━━━ SELECTED TEXT ━━━

Acoustofluidic Assembly of 3D Neurospheroids to Model Alzheimer's Disease
By
Hongwei Cai,
Zheng Ao,
Liya Hu,
Younghye Moon,
Zhuhao Wu,
Hui-Chen Lu,
Jungsu Kim,
Feng Guo
Posted 05 Mar 2020
bioRxiv DOI: 10.1101/2020.03.03.972299
(published DOI: 10.1039/D0AN01373K)
Neuroinflammation plays a central role in the progression of many neurodegenerative diseases such as Alzheimer's disease, and challenges remain in modeling these complex pathological or physiological processes. Here, we report an acoustofluidic 3D cell culture device that can rapidly construct 3D neurospheroids and inflammatory microenvironments for modeling microglia-mediated neuroinflammation in Alzheimer's disease. By incorporating a unique contactless and label-free acoustic assembly, this cell culture platform can assemble dissociated embryonic mouse brain cells into hundreds of uniform 3D neurospheroids with controlled cell numbers, composition (e.g. neurons, astrocytes, and microglia), and environmental components (e.g. amyloid-β aggregates) in hydrogel within minutes. Moreover, this cell culture platform can maintain and monitor the interaction among neurons, astrocytes, microglia, and amyloid-β aggregates in real-time for several days to weeks, after the integration of a high-throughput, time-lapse cell imaging approach. We demonstrated that our engineered 3D neurospheroids can represent the amyloid-β neurotoxicity, which is one of the main pathological features of Alzheimer's disease. Using this method, we also investigated the microglia migratory behaviors and activation in the engineered 3D inflammatory microenvironment at a high throughput manner, which is not easy to achieve in 2D neuronal cultures or animal models. Along with the simple fabrication and setup, the acoustofluidic system is compatible with conventional petri dishes and well-plates, supports the fine-tuning of the cellular and environmental components of 3D neurospheroids, and enables the high-throughput cellular interaction investigation. We believe our technology may be widely used in vitro brain models for modeling neurodegenerative diseases, discovering new drugs, and testing neurotoxicity.

━━━ INFORMATION ━━━

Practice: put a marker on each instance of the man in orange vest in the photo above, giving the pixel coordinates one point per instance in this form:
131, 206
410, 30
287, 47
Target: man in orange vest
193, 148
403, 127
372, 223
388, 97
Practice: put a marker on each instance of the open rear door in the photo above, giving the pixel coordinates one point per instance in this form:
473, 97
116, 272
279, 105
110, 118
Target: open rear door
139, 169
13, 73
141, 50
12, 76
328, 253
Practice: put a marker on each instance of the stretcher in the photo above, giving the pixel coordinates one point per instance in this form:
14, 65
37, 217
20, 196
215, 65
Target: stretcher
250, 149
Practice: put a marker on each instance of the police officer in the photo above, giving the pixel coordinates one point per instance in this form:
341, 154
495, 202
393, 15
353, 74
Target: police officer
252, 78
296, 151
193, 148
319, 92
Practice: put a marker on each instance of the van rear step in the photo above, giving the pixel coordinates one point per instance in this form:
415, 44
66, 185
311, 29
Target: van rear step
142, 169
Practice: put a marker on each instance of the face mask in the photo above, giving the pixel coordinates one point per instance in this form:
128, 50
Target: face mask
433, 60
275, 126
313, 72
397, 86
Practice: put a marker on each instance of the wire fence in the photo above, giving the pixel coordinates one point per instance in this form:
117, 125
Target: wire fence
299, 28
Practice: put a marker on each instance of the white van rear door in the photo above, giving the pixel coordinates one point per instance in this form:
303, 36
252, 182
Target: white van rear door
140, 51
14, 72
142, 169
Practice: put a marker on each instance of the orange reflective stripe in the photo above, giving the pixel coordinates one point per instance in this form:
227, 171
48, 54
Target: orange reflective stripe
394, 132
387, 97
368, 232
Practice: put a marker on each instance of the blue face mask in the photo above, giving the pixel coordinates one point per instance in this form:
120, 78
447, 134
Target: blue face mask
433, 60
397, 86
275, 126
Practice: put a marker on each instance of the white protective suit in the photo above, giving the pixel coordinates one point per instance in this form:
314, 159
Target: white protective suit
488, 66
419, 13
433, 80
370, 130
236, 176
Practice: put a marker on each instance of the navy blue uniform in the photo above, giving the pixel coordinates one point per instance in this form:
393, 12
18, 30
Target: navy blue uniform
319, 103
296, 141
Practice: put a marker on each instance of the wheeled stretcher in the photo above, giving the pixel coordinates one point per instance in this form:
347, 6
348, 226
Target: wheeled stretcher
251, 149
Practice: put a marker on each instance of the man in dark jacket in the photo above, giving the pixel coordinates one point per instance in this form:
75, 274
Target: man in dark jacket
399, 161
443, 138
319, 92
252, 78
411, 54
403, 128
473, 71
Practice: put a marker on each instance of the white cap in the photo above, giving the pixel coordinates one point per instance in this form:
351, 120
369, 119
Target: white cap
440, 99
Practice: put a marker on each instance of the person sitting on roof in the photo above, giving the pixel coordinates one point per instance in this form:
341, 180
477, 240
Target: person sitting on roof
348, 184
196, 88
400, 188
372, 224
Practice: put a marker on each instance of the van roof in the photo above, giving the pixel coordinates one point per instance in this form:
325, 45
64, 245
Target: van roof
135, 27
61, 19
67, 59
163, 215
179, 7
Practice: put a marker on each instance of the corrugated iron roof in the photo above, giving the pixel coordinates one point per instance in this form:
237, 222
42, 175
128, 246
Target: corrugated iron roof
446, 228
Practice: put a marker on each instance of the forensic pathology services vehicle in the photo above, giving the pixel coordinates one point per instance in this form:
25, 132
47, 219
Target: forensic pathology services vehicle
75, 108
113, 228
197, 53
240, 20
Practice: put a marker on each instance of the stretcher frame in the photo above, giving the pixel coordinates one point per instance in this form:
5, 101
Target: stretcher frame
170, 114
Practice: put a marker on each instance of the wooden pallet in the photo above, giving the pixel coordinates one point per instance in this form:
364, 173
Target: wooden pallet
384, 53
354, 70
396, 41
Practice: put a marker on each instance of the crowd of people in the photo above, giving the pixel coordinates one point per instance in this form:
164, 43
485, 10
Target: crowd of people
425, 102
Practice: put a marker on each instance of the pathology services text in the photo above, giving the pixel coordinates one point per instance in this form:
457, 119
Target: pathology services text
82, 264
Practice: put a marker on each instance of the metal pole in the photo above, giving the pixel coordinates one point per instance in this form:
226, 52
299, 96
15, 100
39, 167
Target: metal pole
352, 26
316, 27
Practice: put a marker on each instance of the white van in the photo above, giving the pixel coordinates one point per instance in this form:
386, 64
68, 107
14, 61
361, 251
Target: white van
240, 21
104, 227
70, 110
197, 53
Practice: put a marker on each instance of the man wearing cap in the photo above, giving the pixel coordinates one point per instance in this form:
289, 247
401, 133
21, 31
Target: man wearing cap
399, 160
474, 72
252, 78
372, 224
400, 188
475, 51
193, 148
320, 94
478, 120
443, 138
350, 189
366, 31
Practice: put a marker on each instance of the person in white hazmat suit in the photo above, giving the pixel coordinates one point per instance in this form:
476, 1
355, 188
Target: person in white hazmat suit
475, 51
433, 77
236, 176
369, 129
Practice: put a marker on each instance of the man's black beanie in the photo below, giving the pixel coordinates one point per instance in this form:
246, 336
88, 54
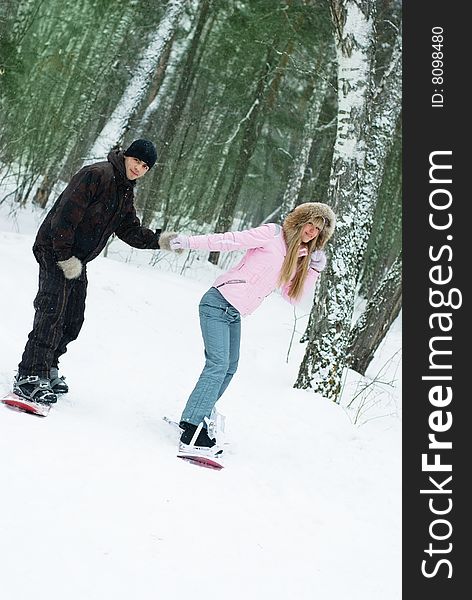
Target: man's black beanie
144, 150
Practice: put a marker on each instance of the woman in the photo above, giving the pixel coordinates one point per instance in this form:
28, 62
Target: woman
290, 257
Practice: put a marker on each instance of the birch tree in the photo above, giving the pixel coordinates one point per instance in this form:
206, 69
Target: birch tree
381, 311
116, 125
323, 362
357, 170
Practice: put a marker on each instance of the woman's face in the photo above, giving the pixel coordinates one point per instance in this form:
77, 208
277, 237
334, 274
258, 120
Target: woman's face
309, 232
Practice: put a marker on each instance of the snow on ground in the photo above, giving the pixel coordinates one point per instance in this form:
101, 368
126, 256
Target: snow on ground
94, 503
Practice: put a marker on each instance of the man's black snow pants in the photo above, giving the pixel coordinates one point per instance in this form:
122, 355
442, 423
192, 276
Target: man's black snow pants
59, 315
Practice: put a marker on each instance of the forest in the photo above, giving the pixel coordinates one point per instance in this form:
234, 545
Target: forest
255, 106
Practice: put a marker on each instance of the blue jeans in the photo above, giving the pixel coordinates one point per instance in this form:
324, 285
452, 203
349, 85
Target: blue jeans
220, 323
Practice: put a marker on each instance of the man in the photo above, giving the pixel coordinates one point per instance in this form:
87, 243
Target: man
98, 202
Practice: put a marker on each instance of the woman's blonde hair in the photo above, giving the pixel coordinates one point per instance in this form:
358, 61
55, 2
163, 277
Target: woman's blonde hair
295, 267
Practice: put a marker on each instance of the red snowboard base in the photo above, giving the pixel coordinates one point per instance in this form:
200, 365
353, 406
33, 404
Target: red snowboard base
202, 461
34, 408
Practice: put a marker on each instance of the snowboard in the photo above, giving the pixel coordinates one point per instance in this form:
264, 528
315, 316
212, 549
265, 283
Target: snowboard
15, 402
202, 461
195, 459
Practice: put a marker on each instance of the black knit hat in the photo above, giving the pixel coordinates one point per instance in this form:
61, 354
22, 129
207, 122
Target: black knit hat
144, 150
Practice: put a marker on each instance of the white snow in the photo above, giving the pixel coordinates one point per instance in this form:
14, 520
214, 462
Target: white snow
96, 506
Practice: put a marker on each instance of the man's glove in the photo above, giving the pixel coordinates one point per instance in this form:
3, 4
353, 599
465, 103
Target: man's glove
318, 260
170, 240
72, 267
180, 242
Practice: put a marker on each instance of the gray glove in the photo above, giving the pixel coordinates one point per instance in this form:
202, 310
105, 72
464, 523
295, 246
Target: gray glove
170, 240
318, 260
72, 267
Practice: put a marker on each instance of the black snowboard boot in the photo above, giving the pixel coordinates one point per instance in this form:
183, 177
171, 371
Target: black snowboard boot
34, 388
203, 440
58, 384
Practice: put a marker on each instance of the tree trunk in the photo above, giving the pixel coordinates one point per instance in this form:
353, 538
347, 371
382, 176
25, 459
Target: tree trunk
374, 323
137, 87
246, 150
325, 355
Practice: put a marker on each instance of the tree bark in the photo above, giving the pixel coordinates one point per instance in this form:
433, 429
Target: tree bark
372, 326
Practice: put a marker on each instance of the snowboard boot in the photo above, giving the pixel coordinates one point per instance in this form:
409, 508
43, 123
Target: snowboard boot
34, 388
195, 440
58, 384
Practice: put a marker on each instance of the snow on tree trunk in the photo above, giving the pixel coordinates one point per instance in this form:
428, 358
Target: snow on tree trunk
322, 365
300, 163
116, 125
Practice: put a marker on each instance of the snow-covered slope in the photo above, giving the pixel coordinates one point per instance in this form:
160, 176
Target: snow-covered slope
94, 504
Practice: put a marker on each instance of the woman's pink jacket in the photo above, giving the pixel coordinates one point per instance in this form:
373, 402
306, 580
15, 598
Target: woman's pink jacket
247, 284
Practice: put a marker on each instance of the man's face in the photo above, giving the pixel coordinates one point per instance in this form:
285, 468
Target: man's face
135, 168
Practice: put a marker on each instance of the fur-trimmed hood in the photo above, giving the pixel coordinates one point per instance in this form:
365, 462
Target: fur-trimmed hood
305, 213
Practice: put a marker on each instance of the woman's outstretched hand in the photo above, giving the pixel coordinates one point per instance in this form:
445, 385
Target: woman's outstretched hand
318, 260
169, 240
180, 242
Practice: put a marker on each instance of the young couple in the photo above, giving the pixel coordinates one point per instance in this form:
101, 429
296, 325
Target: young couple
98, 202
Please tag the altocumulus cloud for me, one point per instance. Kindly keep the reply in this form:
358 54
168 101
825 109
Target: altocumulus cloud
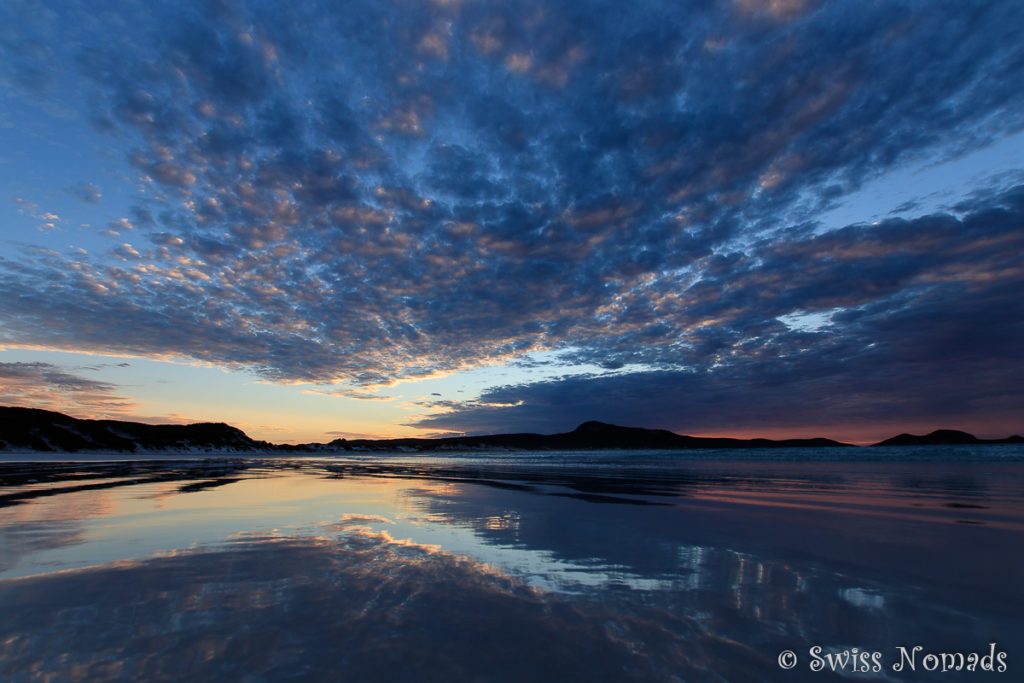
388 189
48 386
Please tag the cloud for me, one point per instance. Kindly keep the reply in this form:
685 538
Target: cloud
381 193
86 191
918 323
50 387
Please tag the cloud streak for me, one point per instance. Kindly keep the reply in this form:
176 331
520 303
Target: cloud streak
391 191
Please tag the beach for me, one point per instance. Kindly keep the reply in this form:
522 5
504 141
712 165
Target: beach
612 565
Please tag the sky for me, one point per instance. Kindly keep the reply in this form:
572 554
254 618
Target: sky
395 218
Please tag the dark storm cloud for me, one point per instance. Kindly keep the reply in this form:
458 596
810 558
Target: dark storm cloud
390 189
920 321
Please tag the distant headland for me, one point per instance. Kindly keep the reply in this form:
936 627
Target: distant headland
48 431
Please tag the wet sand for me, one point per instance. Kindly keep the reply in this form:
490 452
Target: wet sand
614 566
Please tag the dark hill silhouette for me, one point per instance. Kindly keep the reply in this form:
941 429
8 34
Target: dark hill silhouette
945 437
27 428
33 429
588 436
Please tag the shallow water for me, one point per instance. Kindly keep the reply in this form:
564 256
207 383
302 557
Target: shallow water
512 566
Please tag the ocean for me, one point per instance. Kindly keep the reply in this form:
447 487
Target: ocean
899 563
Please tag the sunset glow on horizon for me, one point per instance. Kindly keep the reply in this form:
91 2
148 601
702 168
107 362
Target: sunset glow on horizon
778 219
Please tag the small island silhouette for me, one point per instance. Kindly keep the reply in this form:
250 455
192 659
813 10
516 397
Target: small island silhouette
34 429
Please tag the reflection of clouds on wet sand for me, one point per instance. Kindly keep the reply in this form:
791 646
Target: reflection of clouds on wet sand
315 608
49 523
438 569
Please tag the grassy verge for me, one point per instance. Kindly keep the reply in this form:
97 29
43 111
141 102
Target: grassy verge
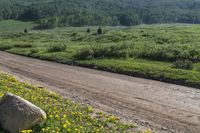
15 26
169 53
62 115
146 69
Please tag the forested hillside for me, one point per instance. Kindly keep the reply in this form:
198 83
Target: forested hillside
51 13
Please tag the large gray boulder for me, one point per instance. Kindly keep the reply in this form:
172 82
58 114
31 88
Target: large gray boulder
18 114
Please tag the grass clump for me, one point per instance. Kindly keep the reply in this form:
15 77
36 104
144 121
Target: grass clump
62 115
56 48
183 64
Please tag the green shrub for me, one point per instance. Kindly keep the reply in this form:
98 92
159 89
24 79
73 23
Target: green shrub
56 48
85 54
183 64
5 46
23 45
101 51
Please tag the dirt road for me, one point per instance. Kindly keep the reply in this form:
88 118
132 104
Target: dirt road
151 104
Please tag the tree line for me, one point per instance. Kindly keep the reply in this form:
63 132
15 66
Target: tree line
52 13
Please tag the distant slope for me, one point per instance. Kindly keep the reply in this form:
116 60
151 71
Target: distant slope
103 12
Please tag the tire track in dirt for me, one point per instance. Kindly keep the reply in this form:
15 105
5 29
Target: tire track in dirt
152 104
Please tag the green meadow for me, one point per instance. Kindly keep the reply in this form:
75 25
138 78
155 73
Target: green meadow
165 52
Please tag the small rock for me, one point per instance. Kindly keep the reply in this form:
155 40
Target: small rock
17 114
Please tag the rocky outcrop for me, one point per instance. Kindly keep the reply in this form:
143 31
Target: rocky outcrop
18 114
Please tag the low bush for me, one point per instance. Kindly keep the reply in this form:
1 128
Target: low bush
106 50
183 64
5 46
56 48
23 45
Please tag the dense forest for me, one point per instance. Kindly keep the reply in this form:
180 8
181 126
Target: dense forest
52 13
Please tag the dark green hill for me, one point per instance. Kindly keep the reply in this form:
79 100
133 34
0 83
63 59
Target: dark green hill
102 12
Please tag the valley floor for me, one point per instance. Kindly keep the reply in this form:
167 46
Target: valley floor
151 104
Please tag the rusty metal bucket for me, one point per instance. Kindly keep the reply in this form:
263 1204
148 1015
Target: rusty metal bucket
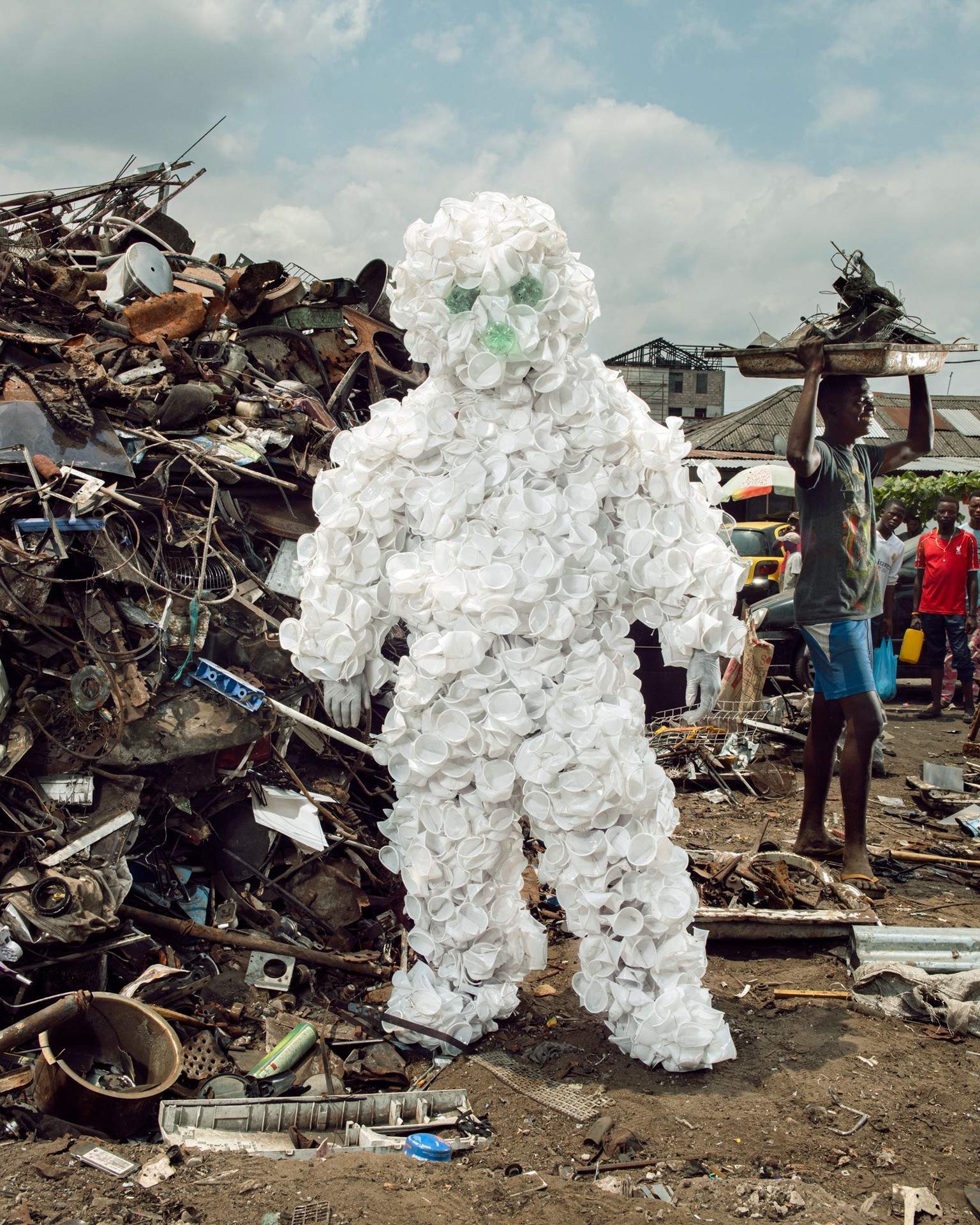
117 1033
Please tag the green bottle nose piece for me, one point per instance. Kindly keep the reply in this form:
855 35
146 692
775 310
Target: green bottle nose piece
461 299
500 339
527 292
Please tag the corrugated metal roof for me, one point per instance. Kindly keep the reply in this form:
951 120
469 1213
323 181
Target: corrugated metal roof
752 429
965 420
933 463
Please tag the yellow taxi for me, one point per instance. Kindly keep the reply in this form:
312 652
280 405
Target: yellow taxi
759 543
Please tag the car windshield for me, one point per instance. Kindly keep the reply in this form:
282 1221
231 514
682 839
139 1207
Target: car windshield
749 543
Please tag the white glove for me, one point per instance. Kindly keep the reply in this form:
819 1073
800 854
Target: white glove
704 684
347 701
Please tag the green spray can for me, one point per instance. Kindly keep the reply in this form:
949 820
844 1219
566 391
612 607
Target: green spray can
288 1053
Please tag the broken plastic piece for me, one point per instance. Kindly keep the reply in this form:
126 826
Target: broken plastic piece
248 696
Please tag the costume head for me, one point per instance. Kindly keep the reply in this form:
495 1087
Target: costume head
490 292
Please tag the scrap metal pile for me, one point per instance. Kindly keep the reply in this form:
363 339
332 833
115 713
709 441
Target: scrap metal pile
168 825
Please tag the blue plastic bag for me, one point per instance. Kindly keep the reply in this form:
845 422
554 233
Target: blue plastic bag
886 671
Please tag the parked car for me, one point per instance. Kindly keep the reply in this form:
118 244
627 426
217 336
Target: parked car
775 623
757 542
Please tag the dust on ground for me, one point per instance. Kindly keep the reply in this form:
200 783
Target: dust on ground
755 1138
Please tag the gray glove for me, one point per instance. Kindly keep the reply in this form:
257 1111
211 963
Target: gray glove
704 684
347 701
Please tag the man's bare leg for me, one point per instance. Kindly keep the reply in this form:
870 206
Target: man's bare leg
865 724
826 722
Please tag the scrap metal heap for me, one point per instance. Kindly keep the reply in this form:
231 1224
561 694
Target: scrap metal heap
162 419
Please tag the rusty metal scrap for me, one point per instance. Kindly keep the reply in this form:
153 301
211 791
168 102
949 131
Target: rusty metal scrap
157 456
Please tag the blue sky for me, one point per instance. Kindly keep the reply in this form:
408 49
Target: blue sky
701 154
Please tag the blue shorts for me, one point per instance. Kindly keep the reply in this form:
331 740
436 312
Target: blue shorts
841 652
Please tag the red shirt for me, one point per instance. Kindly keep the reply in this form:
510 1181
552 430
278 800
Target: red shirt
946 565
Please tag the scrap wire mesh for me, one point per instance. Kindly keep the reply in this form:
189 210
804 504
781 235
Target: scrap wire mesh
687 749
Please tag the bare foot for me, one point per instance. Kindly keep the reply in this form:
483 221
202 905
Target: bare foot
821 847
857 863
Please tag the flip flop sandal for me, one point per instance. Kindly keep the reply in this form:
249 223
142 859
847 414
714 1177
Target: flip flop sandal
870 886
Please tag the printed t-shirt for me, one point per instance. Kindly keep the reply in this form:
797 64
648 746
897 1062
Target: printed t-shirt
889 560
945 565
840 576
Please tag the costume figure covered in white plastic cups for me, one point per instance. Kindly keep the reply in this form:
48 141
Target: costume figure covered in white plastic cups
517 512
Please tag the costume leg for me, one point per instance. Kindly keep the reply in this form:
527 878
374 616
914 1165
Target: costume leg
624 885
461 864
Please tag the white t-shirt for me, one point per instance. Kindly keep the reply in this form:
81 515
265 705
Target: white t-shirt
889 560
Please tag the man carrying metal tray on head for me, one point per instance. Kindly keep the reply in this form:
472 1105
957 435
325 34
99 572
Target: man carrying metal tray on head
838 592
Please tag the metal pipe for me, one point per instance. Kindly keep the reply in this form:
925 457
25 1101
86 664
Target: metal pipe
322 728
61 1010
253 942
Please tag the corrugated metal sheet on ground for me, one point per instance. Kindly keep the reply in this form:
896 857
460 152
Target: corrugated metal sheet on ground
937 949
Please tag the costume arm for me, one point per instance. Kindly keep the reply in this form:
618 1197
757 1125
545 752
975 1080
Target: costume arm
345 605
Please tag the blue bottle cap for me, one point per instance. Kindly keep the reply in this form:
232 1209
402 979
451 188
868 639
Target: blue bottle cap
426 1147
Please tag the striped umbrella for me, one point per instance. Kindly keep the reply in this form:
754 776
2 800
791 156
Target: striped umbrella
765 478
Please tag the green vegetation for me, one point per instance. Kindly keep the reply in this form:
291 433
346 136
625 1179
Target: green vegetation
920 494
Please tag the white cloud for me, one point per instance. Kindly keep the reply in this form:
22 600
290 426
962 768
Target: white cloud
152 75
843 107
688 237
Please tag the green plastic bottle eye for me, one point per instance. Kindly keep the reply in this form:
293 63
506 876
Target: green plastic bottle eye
500 339
461 299
527 292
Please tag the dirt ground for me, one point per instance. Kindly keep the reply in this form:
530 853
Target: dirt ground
755 1138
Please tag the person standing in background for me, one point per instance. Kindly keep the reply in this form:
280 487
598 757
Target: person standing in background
838 593
891 551
949 671
944 604
791 546
973 521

━━━

§ **ACTIVITIES**
1 > Retype the part of the neurospheroid abstract above between "Acoustofluidic Assembly of" and "(published DOI: 10.1039/D0AN01373K)", inclusive.
2 > Using the neurospheroid abstract above, decide whether each statement agrees with it, and quote the words that settle it: (a) the platform assembles neurospheroids within minutes; (b) the system needs specially made culture dishes; (c) the brain cells came from adult mice.

§ **SOLUTIONS TO THE PROBLEMS**
1 >
Acoustofluidic Assembly of 3D Neurospheroids to Model Alzheimer's Disease
By
Hongwei Cai,
Zheng Ao,
Liya Hu,
Younghye Moon,
Zhuhao Wu,
Hui-Chen Lu,
Jungsu Kim,
Feng Guo
Posted 05 Mar 2020
bioRxiv DOI: 10.1101/2020.03.03.972299
(published DOI: 10.1039/D0AN01373K)

2 >
(a) Yes: "in hydrogel within minutes."
(b) No: "the acoustofluidic system is compatible with conventional petri dishes and well-plates."
(c) No: "dissociated embryonic mouse brain cells."